⟨
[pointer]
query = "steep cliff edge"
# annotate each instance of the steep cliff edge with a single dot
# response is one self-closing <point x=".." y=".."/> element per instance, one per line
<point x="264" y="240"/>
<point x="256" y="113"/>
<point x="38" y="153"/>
⟩
WHAT IS BEING ASKED
Can you reproduce every line of the records above, requests included, but offset each x and y coordinate in the answers by adding 72?

ANSWER TO THIS EXERCISE
[pointer]
query = "steep cliff edge"
# annotate each instance of the steep cliff edge with a single dot
# response is one self-closing <point x=".." y=".."/> element per instance, one per line
<point x="336" y="312"/>
<point x="328" y="185"/>
<point x="110" y="225"/>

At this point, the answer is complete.